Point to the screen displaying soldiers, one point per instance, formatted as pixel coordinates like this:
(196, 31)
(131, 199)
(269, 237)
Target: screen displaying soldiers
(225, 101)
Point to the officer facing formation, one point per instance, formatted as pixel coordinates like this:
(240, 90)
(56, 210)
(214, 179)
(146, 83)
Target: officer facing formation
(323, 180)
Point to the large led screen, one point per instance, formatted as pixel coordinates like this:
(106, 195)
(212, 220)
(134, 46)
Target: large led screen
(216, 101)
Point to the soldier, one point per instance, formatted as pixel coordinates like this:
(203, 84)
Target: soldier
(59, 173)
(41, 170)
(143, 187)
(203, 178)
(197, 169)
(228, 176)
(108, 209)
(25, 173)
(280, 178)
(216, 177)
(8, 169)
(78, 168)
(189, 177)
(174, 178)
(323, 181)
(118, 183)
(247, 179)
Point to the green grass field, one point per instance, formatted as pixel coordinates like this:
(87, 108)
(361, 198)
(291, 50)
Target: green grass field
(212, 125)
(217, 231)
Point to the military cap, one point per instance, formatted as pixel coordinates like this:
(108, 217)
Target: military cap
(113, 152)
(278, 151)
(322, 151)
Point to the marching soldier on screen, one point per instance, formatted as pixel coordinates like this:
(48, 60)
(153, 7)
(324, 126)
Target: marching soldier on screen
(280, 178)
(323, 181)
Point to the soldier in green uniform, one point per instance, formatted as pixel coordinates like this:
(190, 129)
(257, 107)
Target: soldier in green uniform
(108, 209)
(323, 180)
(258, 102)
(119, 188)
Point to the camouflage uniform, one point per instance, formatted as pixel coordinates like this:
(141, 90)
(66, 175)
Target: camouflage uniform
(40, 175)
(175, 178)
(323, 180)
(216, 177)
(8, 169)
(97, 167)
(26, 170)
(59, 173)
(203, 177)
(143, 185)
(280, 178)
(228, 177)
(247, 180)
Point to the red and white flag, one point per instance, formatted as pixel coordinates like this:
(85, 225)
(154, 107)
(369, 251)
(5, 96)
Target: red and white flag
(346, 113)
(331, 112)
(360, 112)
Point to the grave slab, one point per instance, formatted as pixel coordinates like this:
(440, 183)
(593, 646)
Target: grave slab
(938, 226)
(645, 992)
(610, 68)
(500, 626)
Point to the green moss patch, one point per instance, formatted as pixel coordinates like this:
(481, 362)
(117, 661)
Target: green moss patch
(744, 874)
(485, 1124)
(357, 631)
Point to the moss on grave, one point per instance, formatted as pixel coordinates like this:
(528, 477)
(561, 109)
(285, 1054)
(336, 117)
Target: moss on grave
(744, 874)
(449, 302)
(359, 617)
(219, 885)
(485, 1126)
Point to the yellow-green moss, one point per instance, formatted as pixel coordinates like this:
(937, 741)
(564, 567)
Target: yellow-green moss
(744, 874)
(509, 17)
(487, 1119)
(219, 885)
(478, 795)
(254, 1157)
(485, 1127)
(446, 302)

★ ★ ★ ★ ★

Each line from the start of the records through the line holding "Point to the officer" must be returned exactly; nothing else belongs in the answer.

▶ _OUTPUT FOR THIS TASK_:
Point to the screen displaying soldiers, one point per instance, formatted as pixel coordinates like this:
(196, 31)
(131, 199)
(269, 237)
Target: screen displaying soldiers
(225, 101)
Point to the officer facing formation, one point per instance, formatted as pixel coordinates like this:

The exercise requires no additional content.